TEXT SECTION:
——————————
- President: Senad Šepić
- Founded: 10 September 2017; 8 years ago
- Split from: Party of Democratic Action
- Headquarters: Sarajevo
- Ideology: Civic nationalism Conservatism; Pro-Europeanism;
- Political position: Centre to Centre-right
- HoR BiH: 0 / 42
- HoP BiH: 0 / 15
- HoR FBiH: 0 / 98
- HoP FBiH: 0 / 80
- NA RS: 0 / 83

Website
- nezavisniblok.ba

= Independent Bloc (Bosnia and Herzegovina) =

Bosniak political party

The Independent Bloc (Nezavisni blok, abbreviated NB/НБ) is a centrist and conservative political party in Bosnia and Herzegovina. Its current leader is Senad Šepić.

==History==
The Independent Bloc was founded in 2017 after three SDA members of the House of Representatives, Senad Šepić, Sadik Ahmetović and Salko Sokolović, received warnings from SDA's president Bakir Izetbegović that they will be removed from the party because they voted against increasing excise taxes for petroleum and petroleum products. Not willing to vote on the excise taxes SDA removed Šepić and gave a "penalty card" to the other two. Not long after all of them left the party and formed the delegates club of the Independent Bloc which would soon after become a separate political party.
——————————
YOUR OBJECTIVE: Set down, word for word, the passage of the text on the Independent Bloc from "Bosniak political party" to "is Senad Šepić.". The records bear no relation to the text on the Independent Bloc.
——————————
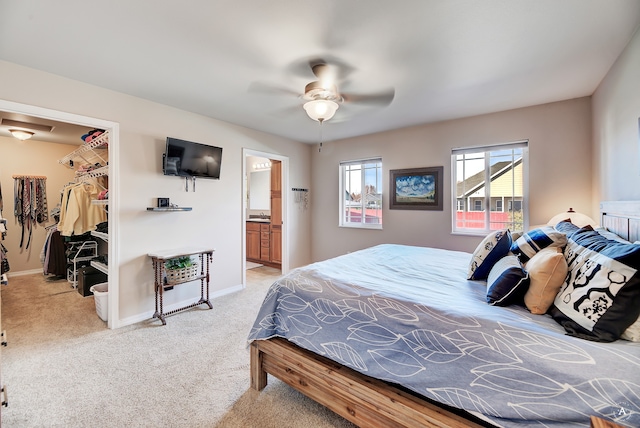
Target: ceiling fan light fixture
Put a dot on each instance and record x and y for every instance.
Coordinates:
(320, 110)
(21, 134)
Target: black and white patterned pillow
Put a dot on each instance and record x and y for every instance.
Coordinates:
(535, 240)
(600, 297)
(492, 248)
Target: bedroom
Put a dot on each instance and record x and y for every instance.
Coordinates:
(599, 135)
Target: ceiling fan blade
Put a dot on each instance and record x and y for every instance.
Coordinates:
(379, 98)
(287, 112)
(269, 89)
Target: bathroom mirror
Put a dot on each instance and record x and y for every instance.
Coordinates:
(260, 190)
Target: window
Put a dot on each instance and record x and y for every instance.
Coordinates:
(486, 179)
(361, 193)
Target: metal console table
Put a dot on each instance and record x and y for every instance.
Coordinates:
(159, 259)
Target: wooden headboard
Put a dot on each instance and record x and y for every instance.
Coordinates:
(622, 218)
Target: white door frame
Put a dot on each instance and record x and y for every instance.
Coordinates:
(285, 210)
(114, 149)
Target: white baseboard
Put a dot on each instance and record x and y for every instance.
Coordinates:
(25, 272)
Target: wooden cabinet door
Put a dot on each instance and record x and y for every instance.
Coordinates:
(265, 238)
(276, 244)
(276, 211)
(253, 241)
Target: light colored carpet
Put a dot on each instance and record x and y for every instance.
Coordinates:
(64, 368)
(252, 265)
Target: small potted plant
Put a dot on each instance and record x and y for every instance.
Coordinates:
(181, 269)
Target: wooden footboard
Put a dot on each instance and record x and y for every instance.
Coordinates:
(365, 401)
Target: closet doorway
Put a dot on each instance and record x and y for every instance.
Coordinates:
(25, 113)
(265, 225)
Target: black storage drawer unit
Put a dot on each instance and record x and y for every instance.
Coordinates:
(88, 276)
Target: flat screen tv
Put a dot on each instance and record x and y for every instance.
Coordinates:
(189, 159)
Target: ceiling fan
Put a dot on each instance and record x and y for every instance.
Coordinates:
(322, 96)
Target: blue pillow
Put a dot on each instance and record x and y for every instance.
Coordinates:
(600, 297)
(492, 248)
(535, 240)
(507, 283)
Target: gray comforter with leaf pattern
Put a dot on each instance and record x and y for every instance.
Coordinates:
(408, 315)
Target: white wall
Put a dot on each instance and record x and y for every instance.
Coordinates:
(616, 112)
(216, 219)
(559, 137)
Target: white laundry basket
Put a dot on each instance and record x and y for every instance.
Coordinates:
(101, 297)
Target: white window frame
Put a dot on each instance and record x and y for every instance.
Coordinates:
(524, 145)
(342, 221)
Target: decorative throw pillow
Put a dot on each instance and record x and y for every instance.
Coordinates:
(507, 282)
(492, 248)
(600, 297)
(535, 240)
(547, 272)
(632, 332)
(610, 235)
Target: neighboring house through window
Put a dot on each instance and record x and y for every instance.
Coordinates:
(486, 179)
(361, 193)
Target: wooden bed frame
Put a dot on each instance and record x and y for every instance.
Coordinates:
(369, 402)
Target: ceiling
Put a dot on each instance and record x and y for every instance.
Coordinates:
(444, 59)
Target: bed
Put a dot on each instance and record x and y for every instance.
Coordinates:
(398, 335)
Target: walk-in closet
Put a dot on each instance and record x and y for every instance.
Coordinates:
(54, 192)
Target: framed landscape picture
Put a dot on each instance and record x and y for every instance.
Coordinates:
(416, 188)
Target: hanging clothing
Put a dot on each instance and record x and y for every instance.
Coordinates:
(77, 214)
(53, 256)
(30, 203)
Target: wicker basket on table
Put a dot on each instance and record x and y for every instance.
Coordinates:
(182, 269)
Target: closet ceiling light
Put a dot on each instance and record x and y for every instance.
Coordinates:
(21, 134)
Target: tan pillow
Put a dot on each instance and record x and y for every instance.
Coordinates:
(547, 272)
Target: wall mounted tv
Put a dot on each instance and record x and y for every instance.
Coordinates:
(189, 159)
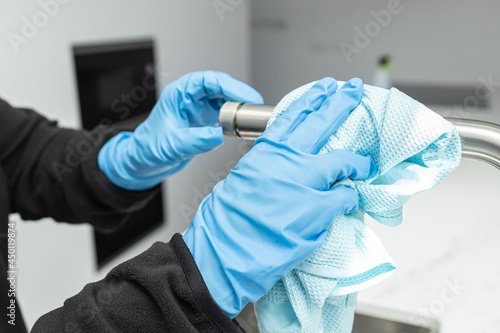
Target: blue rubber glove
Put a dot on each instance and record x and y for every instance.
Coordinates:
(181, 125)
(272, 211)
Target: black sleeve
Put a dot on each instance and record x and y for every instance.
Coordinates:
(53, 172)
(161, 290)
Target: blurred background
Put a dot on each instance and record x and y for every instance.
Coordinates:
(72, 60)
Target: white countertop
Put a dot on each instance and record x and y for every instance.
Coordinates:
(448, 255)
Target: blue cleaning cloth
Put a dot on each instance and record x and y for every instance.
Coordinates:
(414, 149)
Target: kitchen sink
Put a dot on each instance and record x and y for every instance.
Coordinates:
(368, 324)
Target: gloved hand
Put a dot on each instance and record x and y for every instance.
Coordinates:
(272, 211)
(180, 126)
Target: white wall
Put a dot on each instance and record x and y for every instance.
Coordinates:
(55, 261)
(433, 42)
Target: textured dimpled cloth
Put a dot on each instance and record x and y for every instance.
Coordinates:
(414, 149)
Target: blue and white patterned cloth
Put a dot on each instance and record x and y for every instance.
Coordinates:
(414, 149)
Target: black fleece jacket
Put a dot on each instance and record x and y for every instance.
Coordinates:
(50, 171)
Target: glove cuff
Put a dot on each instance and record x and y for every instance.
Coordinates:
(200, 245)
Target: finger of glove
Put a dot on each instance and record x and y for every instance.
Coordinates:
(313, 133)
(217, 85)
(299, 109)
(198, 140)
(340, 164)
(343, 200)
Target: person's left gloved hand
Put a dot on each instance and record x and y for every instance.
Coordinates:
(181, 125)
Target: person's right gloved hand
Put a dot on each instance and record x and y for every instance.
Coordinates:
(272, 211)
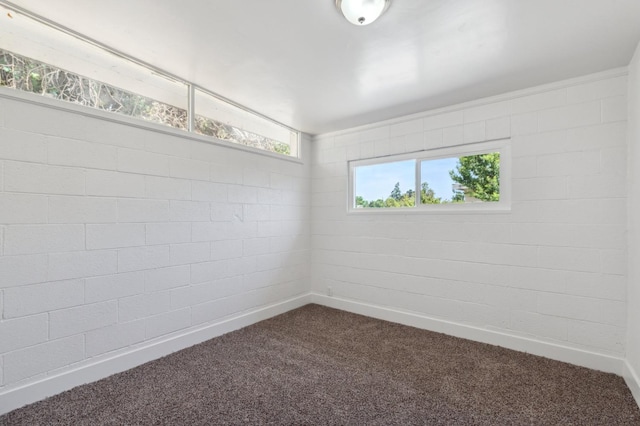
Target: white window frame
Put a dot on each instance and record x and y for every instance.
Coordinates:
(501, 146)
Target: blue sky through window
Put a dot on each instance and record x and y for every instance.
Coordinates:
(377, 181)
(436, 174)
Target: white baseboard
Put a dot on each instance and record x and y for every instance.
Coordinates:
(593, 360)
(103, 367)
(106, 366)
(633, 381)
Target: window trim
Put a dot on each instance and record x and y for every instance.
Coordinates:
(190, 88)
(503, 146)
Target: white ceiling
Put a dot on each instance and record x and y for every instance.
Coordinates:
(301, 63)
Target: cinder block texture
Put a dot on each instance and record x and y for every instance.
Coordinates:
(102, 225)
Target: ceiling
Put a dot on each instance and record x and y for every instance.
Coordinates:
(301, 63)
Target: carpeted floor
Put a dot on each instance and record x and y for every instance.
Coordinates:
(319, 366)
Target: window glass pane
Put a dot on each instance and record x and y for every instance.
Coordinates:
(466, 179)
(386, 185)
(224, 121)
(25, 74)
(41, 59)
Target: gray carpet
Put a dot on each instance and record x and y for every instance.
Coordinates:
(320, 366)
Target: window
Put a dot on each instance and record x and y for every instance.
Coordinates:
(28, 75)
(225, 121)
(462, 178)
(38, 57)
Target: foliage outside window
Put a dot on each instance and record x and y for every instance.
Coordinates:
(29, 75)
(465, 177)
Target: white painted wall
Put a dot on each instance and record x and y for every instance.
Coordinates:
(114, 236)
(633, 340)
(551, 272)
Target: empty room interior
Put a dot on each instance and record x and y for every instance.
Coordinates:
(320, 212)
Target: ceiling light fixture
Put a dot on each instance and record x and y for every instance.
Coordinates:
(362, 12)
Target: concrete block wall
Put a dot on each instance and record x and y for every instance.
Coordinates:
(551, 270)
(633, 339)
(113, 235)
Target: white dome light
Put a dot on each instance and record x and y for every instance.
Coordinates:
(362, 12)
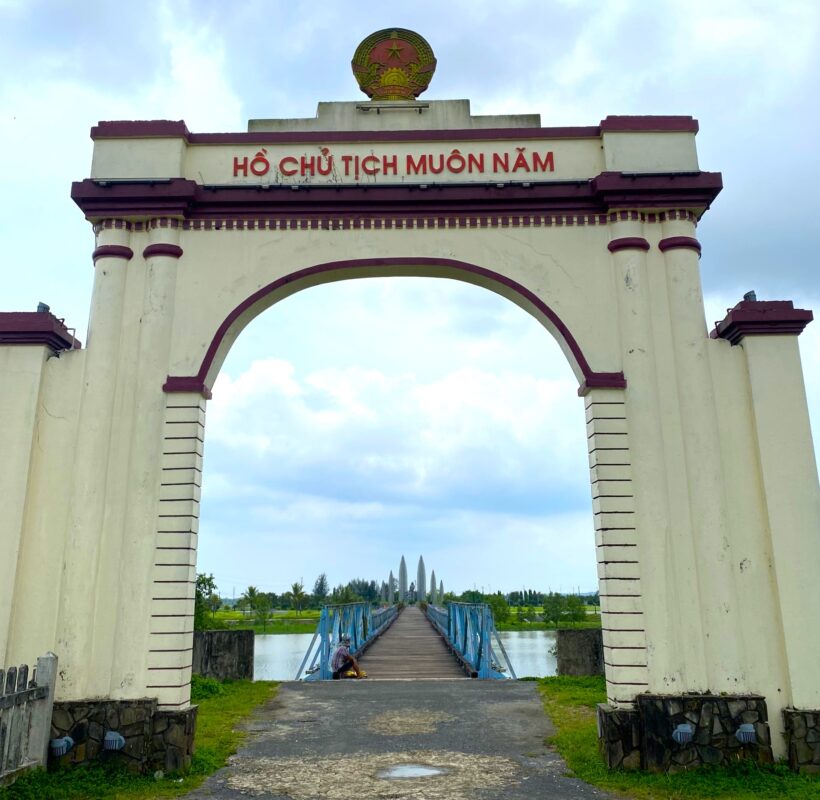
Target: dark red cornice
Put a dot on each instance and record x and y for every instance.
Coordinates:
——————————
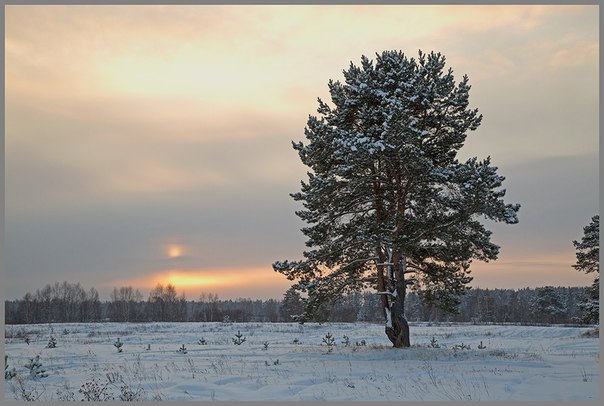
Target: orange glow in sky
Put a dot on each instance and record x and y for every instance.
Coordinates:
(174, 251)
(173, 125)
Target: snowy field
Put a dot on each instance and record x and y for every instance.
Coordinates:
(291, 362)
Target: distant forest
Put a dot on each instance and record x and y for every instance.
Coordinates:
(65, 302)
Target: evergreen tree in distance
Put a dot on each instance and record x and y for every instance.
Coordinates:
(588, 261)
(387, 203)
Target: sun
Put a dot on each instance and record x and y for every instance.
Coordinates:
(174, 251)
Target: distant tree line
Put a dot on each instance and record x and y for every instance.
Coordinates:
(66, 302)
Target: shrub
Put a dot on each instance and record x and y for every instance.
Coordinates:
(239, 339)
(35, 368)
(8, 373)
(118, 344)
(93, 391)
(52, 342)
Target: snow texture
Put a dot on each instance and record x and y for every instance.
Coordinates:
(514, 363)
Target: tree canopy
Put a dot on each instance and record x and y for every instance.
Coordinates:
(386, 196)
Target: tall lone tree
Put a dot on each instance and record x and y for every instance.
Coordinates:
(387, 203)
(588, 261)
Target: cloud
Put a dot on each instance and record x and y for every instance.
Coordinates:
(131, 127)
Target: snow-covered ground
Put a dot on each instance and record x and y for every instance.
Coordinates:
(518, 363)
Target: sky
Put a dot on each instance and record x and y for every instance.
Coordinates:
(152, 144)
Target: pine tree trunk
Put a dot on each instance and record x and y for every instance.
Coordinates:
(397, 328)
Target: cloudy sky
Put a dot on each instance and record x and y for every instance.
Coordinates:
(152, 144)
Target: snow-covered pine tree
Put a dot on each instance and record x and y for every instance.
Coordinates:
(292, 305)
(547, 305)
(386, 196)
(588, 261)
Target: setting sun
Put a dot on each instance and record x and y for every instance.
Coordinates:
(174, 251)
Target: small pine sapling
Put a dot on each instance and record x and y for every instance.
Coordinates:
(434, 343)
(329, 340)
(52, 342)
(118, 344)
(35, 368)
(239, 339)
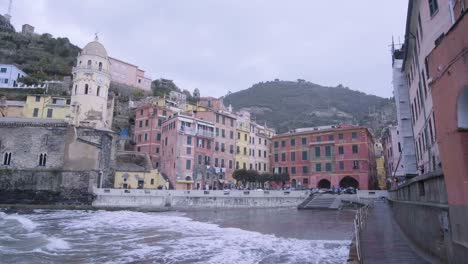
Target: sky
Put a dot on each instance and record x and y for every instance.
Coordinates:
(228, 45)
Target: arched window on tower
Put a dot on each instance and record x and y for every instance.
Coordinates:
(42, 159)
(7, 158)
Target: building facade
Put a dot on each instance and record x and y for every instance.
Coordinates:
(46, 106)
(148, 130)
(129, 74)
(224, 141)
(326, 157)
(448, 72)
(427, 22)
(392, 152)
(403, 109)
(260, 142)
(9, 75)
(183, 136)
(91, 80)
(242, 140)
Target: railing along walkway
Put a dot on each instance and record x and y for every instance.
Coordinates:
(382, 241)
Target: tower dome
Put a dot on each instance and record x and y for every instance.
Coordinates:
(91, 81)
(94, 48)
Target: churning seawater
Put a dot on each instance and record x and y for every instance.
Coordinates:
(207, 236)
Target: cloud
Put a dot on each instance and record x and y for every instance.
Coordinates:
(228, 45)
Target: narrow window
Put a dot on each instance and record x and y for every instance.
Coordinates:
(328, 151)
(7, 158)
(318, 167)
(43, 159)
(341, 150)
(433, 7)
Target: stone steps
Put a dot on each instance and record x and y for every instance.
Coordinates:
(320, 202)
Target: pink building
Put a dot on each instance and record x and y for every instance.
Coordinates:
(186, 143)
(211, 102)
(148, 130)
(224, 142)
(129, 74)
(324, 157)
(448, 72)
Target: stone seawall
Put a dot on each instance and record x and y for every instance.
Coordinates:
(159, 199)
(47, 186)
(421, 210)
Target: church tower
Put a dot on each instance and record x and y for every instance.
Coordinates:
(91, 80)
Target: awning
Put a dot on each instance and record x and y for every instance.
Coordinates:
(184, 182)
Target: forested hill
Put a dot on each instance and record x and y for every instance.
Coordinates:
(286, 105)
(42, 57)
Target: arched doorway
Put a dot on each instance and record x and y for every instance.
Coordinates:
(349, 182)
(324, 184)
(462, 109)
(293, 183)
——————————
RESPONSE TO THE TASK:
Bosniak political party

The Independent Bloc (Nezavisni blok, abbreviated NB/НБ) is a centrist and conservative political party in Bosnia and Herzegovina. Its current leader is Senad Šepić.